[EXERCISE MATERIALS — start]

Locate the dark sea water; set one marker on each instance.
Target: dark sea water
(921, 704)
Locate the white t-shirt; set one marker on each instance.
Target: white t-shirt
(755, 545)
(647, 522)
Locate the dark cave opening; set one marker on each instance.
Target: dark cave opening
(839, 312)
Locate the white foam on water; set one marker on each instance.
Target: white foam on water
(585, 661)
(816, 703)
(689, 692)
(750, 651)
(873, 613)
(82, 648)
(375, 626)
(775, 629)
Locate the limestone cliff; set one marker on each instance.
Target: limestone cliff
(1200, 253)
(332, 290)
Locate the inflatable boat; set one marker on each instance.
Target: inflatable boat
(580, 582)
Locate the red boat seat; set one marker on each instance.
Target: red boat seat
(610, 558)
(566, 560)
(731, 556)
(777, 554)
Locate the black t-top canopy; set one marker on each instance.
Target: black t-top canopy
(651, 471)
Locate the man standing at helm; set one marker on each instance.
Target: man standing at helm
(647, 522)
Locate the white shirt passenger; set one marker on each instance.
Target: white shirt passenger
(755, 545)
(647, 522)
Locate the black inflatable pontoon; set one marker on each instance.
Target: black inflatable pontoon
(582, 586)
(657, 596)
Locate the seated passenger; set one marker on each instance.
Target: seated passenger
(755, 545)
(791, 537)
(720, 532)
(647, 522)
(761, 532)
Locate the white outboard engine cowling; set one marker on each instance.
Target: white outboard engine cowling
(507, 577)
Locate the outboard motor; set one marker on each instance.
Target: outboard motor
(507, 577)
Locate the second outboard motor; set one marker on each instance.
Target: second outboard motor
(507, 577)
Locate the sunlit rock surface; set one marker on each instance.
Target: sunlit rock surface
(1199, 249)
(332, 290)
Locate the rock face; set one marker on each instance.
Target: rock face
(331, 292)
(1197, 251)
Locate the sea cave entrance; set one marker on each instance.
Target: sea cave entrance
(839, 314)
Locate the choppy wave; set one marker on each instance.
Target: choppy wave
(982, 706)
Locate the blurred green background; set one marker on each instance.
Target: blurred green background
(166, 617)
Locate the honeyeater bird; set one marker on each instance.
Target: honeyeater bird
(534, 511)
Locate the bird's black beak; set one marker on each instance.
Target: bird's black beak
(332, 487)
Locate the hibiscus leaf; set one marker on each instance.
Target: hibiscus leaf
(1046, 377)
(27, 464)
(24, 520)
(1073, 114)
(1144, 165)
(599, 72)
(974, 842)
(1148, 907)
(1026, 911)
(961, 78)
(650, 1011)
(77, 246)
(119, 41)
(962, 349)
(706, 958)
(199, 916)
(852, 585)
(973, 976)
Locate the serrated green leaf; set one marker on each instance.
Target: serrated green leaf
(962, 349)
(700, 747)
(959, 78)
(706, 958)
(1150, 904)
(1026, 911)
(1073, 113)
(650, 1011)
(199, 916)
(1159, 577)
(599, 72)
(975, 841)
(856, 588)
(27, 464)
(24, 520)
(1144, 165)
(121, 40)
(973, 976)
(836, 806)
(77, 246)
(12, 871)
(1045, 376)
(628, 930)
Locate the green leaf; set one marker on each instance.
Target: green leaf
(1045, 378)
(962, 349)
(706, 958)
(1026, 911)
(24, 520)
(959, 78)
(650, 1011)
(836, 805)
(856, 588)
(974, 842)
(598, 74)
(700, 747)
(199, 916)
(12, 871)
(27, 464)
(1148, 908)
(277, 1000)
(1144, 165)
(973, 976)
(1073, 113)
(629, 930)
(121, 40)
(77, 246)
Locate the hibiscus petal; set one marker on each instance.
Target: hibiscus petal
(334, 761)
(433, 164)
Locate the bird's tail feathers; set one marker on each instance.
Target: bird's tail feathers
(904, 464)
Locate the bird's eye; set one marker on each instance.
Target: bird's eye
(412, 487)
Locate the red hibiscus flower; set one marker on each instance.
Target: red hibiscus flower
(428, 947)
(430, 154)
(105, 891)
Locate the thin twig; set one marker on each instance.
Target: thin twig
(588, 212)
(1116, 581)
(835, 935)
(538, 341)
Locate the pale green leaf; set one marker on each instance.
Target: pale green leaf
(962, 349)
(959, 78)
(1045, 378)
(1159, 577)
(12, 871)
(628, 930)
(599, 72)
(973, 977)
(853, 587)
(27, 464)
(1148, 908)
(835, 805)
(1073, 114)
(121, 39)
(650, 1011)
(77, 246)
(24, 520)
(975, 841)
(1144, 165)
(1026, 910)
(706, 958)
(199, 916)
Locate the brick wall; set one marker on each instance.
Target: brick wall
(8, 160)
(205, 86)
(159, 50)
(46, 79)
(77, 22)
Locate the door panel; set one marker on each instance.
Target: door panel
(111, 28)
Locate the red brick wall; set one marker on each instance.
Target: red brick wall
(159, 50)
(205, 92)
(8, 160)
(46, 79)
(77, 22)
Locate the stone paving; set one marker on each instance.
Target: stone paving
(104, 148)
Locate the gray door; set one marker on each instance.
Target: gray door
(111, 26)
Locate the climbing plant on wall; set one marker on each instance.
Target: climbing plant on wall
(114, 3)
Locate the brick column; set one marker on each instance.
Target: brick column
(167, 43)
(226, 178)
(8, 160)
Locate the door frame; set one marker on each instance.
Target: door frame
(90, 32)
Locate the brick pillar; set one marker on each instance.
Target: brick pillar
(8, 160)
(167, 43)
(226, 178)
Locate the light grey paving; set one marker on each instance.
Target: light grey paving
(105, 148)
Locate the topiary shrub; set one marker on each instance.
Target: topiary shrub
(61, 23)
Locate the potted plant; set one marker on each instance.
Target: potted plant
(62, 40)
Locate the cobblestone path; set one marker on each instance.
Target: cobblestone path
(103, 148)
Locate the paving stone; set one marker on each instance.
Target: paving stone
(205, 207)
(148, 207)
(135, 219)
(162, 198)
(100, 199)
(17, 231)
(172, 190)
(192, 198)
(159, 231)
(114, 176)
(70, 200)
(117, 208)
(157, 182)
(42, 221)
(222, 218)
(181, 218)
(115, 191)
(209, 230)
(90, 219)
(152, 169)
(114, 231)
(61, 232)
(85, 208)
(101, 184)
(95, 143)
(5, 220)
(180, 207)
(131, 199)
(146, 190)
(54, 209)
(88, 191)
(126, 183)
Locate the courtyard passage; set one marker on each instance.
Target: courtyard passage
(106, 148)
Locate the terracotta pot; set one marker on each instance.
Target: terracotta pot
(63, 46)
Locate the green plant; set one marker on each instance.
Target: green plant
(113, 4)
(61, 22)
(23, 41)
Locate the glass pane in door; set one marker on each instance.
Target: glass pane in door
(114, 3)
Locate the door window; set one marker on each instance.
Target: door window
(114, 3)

[EXERCISE MATERIALS — finish]

**EXERCISE OBJECTIVE:** Please copy the lines in the records above between the one holding "Target: green leaf" and the one holding "Locate the thin", inclusive, exactly and with no other line.

**EXPECTED ANSWER:**
Target: green leaf
(1045, 378)
(962, 349)
(706, 958)
(1026, 911)
(24, 520)
(959, 78)
(650, 1011)
(836, 805)
(856, 588)
(974, 842)
(598, 74)
(700, 747)
(199, 916)
(12, 871)
(27, 464)
(1148, 908)
(277, 1000)
(1144, 165)
(973, 976)
(1073, 113)
(629, 930)
(121, 40)
(77, 246)
Locate the hibiscus petal; set one marker on each instance.
Target: hibiscus petal
(334, 761)
(433, 164)
Locate the bird's tail feathers; set one marker on each instance.
Target: bird's tail feathers
(904, 464)
Locate the bird's eye; set one marker on each instance.
Target: bird's eye
(412, 487)
Locate the red hibiscus flower; set one marker on each instance.
Target: red hibiscus flower
(428, 947)
(430, 154)
(105, 891)
Locate the thin twig; set one marker on each instance.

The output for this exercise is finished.